■ **REQUIRED WORK**: Reproduce every entry precisely as written.

-------- EXCERPTED DATA

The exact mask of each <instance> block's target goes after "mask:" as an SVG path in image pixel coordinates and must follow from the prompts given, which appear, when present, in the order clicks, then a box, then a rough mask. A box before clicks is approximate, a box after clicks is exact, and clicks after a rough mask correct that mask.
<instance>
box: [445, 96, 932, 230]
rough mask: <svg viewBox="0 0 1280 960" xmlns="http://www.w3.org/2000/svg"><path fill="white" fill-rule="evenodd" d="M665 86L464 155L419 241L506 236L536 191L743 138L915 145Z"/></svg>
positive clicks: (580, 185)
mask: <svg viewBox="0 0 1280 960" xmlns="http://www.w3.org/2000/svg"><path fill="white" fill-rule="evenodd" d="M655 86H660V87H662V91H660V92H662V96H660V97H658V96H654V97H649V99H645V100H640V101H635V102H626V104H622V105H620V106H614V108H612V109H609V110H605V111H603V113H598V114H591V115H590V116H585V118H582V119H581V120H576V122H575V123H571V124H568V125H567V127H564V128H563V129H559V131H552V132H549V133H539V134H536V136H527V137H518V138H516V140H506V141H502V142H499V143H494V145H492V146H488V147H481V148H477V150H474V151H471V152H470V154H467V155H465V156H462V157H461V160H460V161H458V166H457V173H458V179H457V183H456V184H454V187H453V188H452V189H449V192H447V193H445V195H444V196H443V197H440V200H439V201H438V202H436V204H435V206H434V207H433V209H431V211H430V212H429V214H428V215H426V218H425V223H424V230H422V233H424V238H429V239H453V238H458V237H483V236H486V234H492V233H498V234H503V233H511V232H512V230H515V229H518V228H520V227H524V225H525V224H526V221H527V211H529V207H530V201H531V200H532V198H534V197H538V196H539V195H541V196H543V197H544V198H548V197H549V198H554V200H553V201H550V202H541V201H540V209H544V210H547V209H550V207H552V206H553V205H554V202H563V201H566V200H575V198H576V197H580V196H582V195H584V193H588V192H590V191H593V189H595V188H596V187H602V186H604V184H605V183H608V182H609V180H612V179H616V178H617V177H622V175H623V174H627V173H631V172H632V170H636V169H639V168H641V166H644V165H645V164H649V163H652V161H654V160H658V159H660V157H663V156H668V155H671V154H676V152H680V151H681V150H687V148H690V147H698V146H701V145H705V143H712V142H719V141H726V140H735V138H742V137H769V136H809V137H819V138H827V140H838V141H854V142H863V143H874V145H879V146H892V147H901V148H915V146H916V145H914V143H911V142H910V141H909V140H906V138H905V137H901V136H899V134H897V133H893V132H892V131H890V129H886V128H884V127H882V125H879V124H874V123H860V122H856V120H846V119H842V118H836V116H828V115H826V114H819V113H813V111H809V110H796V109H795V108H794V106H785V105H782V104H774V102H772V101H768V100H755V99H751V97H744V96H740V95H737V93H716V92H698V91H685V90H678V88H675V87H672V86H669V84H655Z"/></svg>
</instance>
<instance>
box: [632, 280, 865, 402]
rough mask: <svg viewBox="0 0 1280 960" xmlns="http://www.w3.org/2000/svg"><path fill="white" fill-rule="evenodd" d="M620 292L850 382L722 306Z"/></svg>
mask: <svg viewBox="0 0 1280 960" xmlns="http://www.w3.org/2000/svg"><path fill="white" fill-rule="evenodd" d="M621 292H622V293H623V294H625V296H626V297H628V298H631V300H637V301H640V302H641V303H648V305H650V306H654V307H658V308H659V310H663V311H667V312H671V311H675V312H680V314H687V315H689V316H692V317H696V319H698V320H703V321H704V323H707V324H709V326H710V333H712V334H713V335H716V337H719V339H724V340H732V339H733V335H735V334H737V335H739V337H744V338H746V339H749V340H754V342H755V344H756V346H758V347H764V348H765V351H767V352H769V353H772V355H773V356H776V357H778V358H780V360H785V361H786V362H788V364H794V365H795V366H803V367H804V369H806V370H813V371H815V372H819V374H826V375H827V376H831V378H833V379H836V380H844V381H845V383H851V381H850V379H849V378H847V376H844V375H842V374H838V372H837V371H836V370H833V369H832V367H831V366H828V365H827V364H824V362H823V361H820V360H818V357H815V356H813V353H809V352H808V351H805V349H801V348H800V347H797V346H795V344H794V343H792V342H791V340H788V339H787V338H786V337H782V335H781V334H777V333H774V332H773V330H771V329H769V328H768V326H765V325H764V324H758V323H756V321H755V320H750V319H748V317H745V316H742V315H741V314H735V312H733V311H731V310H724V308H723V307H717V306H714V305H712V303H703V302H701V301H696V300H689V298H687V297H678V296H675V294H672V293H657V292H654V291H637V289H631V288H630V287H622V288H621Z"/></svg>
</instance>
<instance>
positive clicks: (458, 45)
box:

----------------

■ **ANSWER TO THIS PROBLEM**:
The exact mask of each <instance> block's target goes after "mask:" as an SVG path in image pixel coordinates and must follow from the prompts given, which appear, when present, in the order clicks, then a box, then a rough mask. A box before clicks is approximate, a box after clicks is exact, and clicks after a rough mask correct that mask.
<instance>
box: [445, 96, 932, 230]
rough mask: <svg viewBox="0 0 1280 960" xmlns="http://www.w3.org/2000/svg"><path fill="white" fill-rule="evenodd" d="M665 86L464 155L419 241L506 236L536 191L743 138L915 145Z"/></svg>
positive clicks: (580, 185)
mask: <svg viewBox="0 0 1280 960" xmlns="http://www.w3.org/2000/svg"><path fill="white" fill-rule="evenodd" d="M655 86H660V87H662V91H660V92H662V96H660V97H658V96H654V97H649V99H645V100H640V101H635V102H626V104H622V105H620V106H614V108H612V109H609V110H605V111H603V113H598V114H591V115H590V116H585V118H582V119H581V120H576V122H575V123H571V124H568V125H567V127H564V128H563V129H559V131H552V132H549V133H539V134H536V136H527V137H518V138H516V140H506V141H502V142H499V143H494V145H492V146H488V147H481V148H477V150H474V151H471V152H470V154H467V155H465V156H462V157H461V160H460V161H458V166H457V173H458V179H457V183H456V184H454V187H453V188H452V189H449V192H447V193H445V195H444V196H443V197H440V200H439V201H438V202H436V204H435V206H434V207H433V209H431V211H430V212H429V214H428V215H426V218H425V223H424V230H422V233H424V238H429V239H453V238H458V237H483V236H486V234H492V233H498V234H503V233H511V232H512V230H515V229H518V228H520V227H524V225H525V224H526V221H527V211H529V207H530V201H531V200H532V198H534V197H538V196H539V195H541V196H543V197H544V198H548V197H549V198H554V200H553V201H550V202H541V201H540V209H544V210H547V209H550V207H552V206H553V205H554V202H563V201H566V200H575V198H576V197H580V196H582V195H584V193H588V192H590V191H593V189H595V188H596V187H602V186H604V184H605V183H608V182H609V180H612V179H616V178H617V177H622V175H623V174H627V173H631V172H632V170H636V169H639V168H641V166H644V165H645V164H649V163H652V161H654V160H658V159H660V157H663V156H668V155H671V154H676V152H680V151H681V150H687V148H690V147H698V146H701V145H705V143H712V142H719V141H726V140H735V138H742V137H769V136H809V137H819V138H827V140H838V141H854V142H863V143H874V145H879V146H892V147H901V148H915V146H916V145H914V143H911V142H910V141H909V140H906V138H905V137H901V136H899V134H897V133H893V132H892V131H890V129H886V128H884V127H882V125H879V124H874V123H860V122H856V120H846V119H842V118H836V116H828V115H826V114H819V113H813V111H809V110H796V109H795V108H794V106H785V105H782V104H774V102H772V101H768V100H755V99H751V97H744V96H740V95H737V93H716V92H698V91H685V90H678V88H675V87H672V86H669V84H655Z"/></svg>
</instance>
<instance>
box: [632, 280, 865, 402]
rough mask: <svg viewBox="0 0 1280 960" xmlns="http://www.w3.org/2000/svg"><path fill="white" fill-rule="evenodd" d="M620 292L850 382L722 306Z"/></svg>
mask: <svg viewBox="0 0 1280 960" xmlns="http://www.w3.org/2000/svg"><path fill="white" fill-rule="evenodd" d="M621 292H622V293H623V294H625V296H626V297H628V298H631V300H637V301H640V302H641V303H648V305H650V306H654V307H658V308H659V310H663V311H667V312H671V311H675V312H680V314H687V315H689V316H692V317H696V319H698V320H703V321H704V323H707V324H709V326H710V333H712V334H713V335H716V337H719V339H724V340H732V339H733V335H735V334H737V335H739V337H744V338H746V339H749V340H754V342H755V344H756V346H758V347H764V348H765V351H767V352H769V353H772V355H773V356H776V357H778V358H780V360H785V361H786V362H788V364H794V365H795V366H803V367H804V369H806V370H813V371H815V372H819V374H826V375H827V376H831V378H833V379H836V380H844V381H845V383H851V381H850V379H849V378H847V376H844V375H842V374H838V372H837V371H836V370H833V369H832V367H831V366H828V365H827V364H824V362H823V361H820V360H818V357H815V356H813V353H809V352H808V351H805V349H801V348H800V347H797V346H795V344H794V343H792V342H791V340H788V339H787V338H786V337H782V335H781V334H777V333H774V332H773V330H771V329H769V328H768V326H765V325H764V324H758V323H756V321H755V320H750V319H748V317H745V316H742V315H741V314H735V312H733V311H731V310H724V308H723V307H717V306H714V305H712V303H703V302H701V301H696V300H689V298H687V297H678V296H675V294H672V293H657V292H654V291H637V289H631V288H630V287H622V288H621Z"/></svg>
</instance>
<instance>
positive clicks: (458, 45)
box:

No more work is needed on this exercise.